## AIM OF THE TASK:
Wherever the word "eyeglasses" appears in a line of the records, copy that line.

++++ DATASET

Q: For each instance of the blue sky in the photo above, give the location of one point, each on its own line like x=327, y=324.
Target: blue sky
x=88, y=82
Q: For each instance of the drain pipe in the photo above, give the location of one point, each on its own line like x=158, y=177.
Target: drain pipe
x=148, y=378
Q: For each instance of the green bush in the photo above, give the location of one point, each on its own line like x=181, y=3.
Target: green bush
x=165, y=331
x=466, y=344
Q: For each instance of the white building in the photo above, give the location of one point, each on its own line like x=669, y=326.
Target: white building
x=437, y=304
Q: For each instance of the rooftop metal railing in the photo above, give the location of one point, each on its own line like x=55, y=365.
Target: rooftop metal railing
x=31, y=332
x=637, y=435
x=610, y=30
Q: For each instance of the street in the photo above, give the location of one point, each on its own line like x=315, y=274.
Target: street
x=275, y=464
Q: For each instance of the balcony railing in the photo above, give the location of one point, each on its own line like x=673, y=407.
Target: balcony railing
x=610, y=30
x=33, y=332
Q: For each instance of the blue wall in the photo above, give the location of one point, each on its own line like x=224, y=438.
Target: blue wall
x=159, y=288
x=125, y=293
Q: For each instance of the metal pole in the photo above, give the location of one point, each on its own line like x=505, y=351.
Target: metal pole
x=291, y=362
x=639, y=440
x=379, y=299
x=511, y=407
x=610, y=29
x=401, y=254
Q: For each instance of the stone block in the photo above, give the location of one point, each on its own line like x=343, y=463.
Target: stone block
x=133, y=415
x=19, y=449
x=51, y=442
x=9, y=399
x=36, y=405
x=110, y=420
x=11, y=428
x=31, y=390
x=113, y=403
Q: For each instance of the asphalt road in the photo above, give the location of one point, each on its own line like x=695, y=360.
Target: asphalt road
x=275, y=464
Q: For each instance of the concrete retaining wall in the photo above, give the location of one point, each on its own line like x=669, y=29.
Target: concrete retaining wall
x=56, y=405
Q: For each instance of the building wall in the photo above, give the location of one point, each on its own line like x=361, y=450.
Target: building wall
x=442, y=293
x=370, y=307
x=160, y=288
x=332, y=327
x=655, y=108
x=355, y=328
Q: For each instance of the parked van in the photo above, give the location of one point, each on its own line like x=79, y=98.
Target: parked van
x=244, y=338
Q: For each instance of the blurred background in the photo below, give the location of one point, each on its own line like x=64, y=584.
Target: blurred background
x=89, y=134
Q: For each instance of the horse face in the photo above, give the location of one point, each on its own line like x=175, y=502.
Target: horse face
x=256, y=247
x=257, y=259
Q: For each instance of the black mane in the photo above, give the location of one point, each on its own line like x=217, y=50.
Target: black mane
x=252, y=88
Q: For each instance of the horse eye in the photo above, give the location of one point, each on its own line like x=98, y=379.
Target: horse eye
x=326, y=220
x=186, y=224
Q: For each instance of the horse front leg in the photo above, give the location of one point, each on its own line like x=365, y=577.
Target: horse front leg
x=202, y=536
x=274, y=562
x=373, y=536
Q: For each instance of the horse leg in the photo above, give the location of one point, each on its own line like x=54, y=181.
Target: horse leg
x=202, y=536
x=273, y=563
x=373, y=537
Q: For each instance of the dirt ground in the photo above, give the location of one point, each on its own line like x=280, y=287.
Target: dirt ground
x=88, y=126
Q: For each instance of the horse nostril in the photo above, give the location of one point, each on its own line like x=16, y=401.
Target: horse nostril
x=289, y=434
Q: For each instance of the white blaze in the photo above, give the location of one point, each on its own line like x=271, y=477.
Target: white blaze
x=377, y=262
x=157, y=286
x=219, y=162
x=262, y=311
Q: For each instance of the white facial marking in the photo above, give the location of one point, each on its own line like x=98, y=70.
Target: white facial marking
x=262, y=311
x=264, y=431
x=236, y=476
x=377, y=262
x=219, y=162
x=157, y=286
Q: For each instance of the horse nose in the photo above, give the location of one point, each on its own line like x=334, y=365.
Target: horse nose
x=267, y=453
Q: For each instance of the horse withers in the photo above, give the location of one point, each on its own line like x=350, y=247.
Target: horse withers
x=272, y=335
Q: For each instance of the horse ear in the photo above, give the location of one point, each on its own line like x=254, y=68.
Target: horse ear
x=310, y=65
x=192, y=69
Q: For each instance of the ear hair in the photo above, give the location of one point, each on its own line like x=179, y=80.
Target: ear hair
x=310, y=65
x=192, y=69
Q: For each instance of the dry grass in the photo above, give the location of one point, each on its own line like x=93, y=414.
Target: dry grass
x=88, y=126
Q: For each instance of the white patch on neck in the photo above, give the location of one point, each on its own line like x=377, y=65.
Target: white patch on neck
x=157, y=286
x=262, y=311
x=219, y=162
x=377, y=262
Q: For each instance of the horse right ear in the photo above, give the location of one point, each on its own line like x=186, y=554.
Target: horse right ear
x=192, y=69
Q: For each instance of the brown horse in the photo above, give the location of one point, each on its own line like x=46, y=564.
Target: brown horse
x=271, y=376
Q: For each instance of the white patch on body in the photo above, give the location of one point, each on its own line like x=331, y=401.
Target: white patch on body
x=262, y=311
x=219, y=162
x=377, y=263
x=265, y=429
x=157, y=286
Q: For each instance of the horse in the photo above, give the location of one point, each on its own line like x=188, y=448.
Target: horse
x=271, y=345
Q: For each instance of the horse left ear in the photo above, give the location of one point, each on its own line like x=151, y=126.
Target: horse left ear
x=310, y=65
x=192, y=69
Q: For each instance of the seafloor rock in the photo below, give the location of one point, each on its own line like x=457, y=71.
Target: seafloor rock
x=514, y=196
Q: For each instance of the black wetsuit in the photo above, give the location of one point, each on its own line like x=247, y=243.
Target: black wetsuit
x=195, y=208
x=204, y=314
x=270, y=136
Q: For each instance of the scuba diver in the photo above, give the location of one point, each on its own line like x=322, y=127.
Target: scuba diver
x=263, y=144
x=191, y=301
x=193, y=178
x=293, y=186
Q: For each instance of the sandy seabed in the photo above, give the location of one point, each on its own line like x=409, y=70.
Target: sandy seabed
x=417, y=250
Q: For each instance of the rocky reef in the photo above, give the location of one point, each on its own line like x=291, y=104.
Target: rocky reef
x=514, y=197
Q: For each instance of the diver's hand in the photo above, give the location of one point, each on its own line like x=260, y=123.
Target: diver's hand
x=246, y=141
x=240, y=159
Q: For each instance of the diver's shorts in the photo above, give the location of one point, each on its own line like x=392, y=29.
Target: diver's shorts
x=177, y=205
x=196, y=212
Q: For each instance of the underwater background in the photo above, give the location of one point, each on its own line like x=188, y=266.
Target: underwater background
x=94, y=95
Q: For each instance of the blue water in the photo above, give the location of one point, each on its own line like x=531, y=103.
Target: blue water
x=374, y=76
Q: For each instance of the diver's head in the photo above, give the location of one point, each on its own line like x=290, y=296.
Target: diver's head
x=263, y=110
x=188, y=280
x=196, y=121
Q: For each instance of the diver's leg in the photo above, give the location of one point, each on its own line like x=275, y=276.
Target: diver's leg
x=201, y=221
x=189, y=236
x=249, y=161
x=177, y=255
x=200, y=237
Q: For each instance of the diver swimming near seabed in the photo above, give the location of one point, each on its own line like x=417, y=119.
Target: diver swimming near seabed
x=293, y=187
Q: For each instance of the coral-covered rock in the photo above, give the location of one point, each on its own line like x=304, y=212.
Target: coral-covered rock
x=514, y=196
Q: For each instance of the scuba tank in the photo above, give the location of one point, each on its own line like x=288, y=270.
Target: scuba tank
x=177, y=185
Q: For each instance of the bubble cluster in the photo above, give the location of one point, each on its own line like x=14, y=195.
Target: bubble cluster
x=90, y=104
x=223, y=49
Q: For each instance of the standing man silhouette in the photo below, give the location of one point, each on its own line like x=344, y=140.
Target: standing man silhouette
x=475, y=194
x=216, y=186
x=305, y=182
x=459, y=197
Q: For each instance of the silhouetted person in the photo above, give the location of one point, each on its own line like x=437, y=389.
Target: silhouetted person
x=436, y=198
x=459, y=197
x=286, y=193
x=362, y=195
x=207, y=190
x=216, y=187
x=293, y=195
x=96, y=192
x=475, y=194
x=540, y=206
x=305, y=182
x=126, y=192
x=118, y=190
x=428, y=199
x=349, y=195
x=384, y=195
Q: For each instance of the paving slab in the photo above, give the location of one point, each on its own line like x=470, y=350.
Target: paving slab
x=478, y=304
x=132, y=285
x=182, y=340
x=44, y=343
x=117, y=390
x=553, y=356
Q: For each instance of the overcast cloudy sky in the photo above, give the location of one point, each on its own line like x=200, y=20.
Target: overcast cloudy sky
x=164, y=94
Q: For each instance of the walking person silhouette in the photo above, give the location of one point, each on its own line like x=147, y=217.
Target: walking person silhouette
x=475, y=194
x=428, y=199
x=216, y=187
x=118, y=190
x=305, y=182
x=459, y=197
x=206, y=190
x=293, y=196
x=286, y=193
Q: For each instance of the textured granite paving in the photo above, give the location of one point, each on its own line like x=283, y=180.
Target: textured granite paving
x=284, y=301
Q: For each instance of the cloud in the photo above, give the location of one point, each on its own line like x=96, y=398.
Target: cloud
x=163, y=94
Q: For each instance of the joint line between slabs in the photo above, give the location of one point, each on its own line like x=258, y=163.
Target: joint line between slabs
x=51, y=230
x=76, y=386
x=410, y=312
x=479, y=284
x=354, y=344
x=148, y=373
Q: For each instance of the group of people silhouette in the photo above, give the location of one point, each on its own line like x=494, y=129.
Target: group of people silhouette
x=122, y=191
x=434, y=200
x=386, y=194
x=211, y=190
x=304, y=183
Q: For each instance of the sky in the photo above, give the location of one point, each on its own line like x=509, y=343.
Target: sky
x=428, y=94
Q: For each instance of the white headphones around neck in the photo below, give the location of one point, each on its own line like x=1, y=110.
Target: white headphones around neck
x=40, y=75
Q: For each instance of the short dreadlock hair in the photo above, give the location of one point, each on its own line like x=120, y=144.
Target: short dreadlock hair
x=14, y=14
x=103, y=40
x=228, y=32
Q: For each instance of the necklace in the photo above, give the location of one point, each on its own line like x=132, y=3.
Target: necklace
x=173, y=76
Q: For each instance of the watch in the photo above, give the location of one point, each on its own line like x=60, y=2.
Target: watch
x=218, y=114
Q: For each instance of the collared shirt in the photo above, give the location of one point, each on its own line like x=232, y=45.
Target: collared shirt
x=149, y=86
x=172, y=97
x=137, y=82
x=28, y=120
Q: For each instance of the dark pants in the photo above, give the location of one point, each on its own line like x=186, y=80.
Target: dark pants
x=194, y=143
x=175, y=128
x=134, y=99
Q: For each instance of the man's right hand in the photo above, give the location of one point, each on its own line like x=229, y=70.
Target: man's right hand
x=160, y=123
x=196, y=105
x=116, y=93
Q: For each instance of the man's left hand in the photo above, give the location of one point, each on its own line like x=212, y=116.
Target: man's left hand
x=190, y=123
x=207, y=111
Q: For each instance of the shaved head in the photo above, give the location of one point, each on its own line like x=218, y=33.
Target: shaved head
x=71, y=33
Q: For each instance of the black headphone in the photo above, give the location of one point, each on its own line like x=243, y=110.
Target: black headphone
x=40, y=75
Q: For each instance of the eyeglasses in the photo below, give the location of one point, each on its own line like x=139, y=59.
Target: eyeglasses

++++++++

## RESPONSE AREA:
Q: For each instance of the eyeglasses in the photo below, give the location of one point, each on its own line like x=139, y=59.
Target: eyeglasses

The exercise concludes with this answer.